**Set problem**
Swap "pointer" for "cursor" in the stretch from the line containing "Expected behaviour: the pointer places one marker on the asphalt" through the line containing "Target: traffic light". Give back only those lines, with everything else unchanged.

**Records to use**

— START —

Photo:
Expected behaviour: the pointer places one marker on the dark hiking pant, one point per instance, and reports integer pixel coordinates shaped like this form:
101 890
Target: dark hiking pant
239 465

— END —
— START —

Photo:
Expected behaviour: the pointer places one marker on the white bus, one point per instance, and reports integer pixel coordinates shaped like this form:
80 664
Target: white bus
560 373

— END —
— START —

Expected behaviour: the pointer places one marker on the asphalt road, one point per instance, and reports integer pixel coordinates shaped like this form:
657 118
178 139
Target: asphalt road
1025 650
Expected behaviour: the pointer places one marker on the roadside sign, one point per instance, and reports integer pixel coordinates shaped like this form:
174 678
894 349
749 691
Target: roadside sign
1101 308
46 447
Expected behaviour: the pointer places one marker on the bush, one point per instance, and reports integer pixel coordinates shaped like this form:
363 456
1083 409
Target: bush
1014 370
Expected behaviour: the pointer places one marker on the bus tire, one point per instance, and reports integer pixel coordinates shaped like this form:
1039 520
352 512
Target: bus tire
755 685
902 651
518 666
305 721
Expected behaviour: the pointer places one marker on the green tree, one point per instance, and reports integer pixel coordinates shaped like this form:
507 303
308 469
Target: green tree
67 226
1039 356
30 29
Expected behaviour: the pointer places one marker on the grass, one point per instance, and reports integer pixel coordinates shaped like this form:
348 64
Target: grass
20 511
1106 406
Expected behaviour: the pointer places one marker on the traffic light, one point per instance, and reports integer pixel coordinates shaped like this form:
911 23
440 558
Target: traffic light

— END —

**The completed task**
Expected behaviour: the cursor places one marker on the asphalt road, one point per instance, and reports integer pixel coordinates shaped like this form:
657 118
178 139
Target: asphalt road
1025 650
Expected behaviour: the cursor places one marker on the roadside sign, one point per instance, and reports integer pixel coordinates shaped like this form:
174 678
894 349
749 691
Target: roadside sign
1101 308
46 447
Expected behaviour: the cursor places one marker on the bush, one point per instance, and reports integer pixel coordinates shaped like this form:
363 456
1083 409
Target: bush
1014 370
Expected behaviour: the cursor places one marker on the bus tire, one point per instance, and reports integer pixel coordinates shaped like this form:
1039 520
352 512
Target: bus tire
755 685
902 651
518 666
305 721
Expected behaviour: the cursor places one marker on the green tree, one point per instance, and reports integer pixel coordinates shaped like this form:
507 303
308 469
Target: green tree
67 226
1039 356
30 29
Expected behaviour: the cursor places one marker on the grass, one point per instance, and reports integer pixel coordinates shaped like this form:
348 64
Target: grass
20 511
1106 406
Expected behaviour: the cursor places one marker on the traffic light, one point per instance, and reports integer pixel coordinates shaped like this form:
911 23
440 558
Target: traffic light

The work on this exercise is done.